■ WHAT TO PRODUCE:
The records that follow are to be repeated exactly, with the pictures removed.

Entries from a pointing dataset
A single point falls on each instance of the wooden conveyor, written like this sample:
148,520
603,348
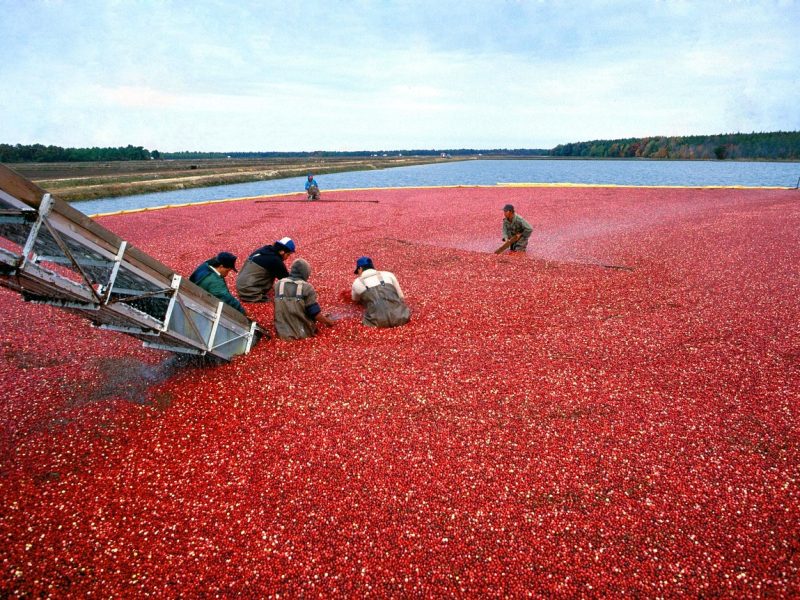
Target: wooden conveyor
53,254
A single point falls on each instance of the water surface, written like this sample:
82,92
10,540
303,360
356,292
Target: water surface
487,172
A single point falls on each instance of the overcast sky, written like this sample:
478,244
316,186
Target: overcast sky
243,75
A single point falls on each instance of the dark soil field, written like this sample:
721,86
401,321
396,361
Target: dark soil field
86,181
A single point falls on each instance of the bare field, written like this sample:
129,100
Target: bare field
86,181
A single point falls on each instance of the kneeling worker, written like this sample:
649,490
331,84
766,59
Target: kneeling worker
211,277
312,188
262,268
380,294
515,228
296,309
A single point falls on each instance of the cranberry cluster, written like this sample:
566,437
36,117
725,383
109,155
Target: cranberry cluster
614,413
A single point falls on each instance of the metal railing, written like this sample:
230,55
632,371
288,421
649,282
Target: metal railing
53,254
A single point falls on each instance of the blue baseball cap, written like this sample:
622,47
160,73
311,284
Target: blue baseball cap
227,260
286,243
364,262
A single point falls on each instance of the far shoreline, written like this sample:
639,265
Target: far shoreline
81,182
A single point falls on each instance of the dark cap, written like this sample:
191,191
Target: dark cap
227,260
364,262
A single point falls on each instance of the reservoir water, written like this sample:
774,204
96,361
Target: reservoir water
488,172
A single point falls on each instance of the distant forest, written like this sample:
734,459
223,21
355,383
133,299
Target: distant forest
41,153
781,145
777,145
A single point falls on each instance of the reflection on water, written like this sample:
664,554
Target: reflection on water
487,172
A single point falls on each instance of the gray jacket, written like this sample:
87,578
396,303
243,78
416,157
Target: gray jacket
383,305
296,304
515,226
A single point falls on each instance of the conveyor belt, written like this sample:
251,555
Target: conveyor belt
53,254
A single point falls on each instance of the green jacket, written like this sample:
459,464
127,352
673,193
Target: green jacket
208,279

■ EXPECTED OUTPUT:
A single point falls on each instance of the wooden conveyor, written like this sample:
148,520
603,348
Target: wooden conveyor
53,254
A single point falls on each instance of the water surface, written like this sample:
82,92
10,540
303,360
356,292
Target: water surface
487,172
A single point falls on each instance of the overcast sky, written like this sample:
478,244
316,186
Target: overcast sky
243,75
A single point falls on each instance of the dark soil field, written like this sample:
721,86
401,321
396,361
Target: dark soil field
86,181
A single point falls on each instance of the bare field, written like this sample:
129,100
Target: bare field
86,181
A single point falls on each instance of the kneeling worker, written like this sample:
649,490
331,84
766,59
Target: kneeling worker
211,277
312,188
262,268
380,294
515,228
296,309
A single point falls on each instance of the cranberry cluster, written like this sample:
566,437
36,117
725,383
109,155
Target: cranberry cluster
614,413
A single point falls on each instance of the metal railing, written like this sample:
230,55
632,371
288,421
649,282
Target: metal railing
53,254
A single point falls on each instance of the blue baseball cap, written like this sample:
622,47
160,73
311,284
Target: blue baseball cap
227,260
286,243
364,262
A single point falls on each instance of the far shoreline, written like this sample:
639,265
Target: far shoreline
81,182
A single point falls on each instance of the dark cap, written like this sample:
191,191
Target: dark cap
227,260
364,262
A single point falls on each instance of the reservoir water, written like this sample:
774,204
96,361
Target: reservoir water
488,172
A single point falls on each instance of the distant forest, written like this sample:
734,459
223,21
355,383
133,299
Target: distant forest
41,153
781,145
777,145
A single point falls on each instance of the reflection on water, written like this sample:
664,554
Target: reflection on water
487,172
A single point falls on each instance of the gray jacket, written like this sample:
87,578
396,303
243,78
416,157
Target: gray jacket
383,305
296,304
515,226
A single point falls on each instance of the conveyor belt, written like this sample:
251,555
Target: conveyor belt
53,254
A single point falls on each instance of the green jacket, written like this sample:
459,464
127,352
673,193
Target: green jacket
208,279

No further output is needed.